=== RECORDS FOR THIS TASK ===

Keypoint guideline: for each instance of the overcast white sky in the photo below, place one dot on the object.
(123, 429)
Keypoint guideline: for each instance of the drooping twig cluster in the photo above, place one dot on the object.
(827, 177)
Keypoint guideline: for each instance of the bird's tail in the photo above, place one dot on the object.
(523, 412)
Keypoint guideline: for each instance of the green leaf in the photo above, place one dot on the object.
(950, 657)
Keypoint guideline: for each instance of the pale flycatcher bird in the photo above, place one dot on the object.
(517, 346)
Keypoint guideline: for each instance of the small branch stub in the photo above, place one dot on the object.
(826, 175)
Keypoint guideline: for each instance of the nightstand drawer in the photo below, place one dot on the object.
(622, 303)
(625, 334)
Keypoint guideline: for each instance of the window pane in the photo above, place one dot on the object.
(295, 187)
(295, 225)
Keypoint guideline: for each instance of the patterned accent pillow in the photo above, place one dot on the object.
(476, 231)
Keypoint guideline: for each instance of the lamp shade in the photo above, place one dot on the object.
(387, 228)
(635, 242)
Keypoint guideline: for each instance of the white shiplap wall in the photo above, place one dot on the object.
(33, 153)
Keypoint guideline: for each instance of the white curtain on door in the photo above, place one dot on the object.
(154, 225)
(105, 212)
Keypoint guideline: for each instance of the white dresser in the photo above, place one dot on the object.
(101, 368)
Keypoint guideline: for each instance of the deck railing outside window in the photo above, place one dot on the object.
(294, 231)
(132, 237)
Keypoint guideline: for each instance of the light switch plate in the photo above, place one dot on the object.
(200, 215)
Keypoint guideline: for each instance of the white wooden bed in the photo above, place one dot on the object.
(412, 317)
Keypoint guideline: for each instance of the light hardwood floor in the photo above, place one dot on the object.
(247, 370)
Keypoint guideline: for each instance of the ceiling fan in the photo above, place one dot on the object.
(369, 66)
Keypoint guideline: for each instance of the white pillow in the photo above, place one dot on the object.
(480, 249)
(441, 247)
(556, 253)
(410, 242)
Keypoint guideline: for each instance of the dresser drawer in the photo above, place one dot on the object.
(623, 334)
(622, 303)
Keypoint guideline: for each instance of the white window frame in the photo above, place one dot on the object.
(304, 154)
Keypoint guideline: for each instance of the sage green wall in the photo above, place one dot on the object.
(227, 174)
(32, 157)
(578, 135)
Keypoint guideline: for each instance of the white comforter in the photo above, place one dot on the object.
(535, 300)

===

• _WHAT YOU HAVE TO DO_: In full and without alteration, output the listing.

• _TASK SOLUTION_:
Keypoint guideline: for each instance of the overcast white sky in the photo below, place one dot on the object.
(123, 429)
Keypoint guideline: for each instance of the drooping twig cluster in the photo above, place one dot on the object.
(827, 177)
Keypoint guideline: for each instance of the bird's tail in the photo above, place one dot on the object.
(523, 412)
Keypoint guideline: for each instance of the green leaf in the photo above, place one dot on the object.
(950, 657)
Keypoint guideline: for each instance of the pale flycatcher bird in the photo above, place one dot on the object.
(517, 346)
Keypoint guideline: for each instance of the small branch stub in the photo above, place one dot on the object.
(826, 175)
Keypoint guideline: for each instance of the nightstand drawer in the photo below, place one dot on the object.
(622, 303)
(625, 334)
Keypoint guideline: for each instance of the window pane in the photo above, place one dot on the object.
(295, 187)
(295, 225)
Keypoint guideline: for each instance of the patterned accent pillow in the photo above, place one dot on the object.
(476, 231)
Keypoint guideline: for each instance of the lamp shade in the photo above, place one dot on the object.
(387, 228)
(635, 242)
Keypoint guideline: for each instance of the white shiplap wall in the photo above, place one dot on the object.
(33, 153)
Keypoint guideline: for each instance of the white curtain on door in the photo above, place one dot on the object.
(154, 225)
(105, 212)
Keypoint guideline: for each instance of the white dresser in the photo above, place one dot on the object.
(101, 368)
Keypoint guideline: for each instance of the deck railing outside window in the photo above, place one dot on the object.
(294, 231)
(132, 237)
Keypoint guideline: for each instance of the light switch plate in the photo above, place one dot on the object.
(200, 215)
Keypoint guideline: for each instance of the white wooden bed in the photo above, place one dot on the object.
(412, 317)
Keypoint guideline: for each instance of the light hardwood floor in the photo above, place one dot on the object.
(247, 370)
Keypoint guideline: for each instance of the ceiling fan in the photo above, place one dot on the object.
(369, 66)
Keypoint guideline: for each instance of the white pillow in the photo above, place one dot on the object.
(480, 249)
(441, 247)
(556, 253)
(410, 242)
Keypoint guideline: for each instance of the dresser drawer in the photo above, place one dot on the object.
(623, 334)
(622, 303)
Keypoint guideline: for each instance of the white window frame in the photo above, place one dot on the object.
(304, 154)
Keypoint guideline: for each instance of the sage green wall in the photo above, place one dot on the object.
(227, 174)
(32, 157)
(578, 135)
Keypoint guideline: for each instance of the white comforter in the photo above, place one dot on the object.
(535, 300)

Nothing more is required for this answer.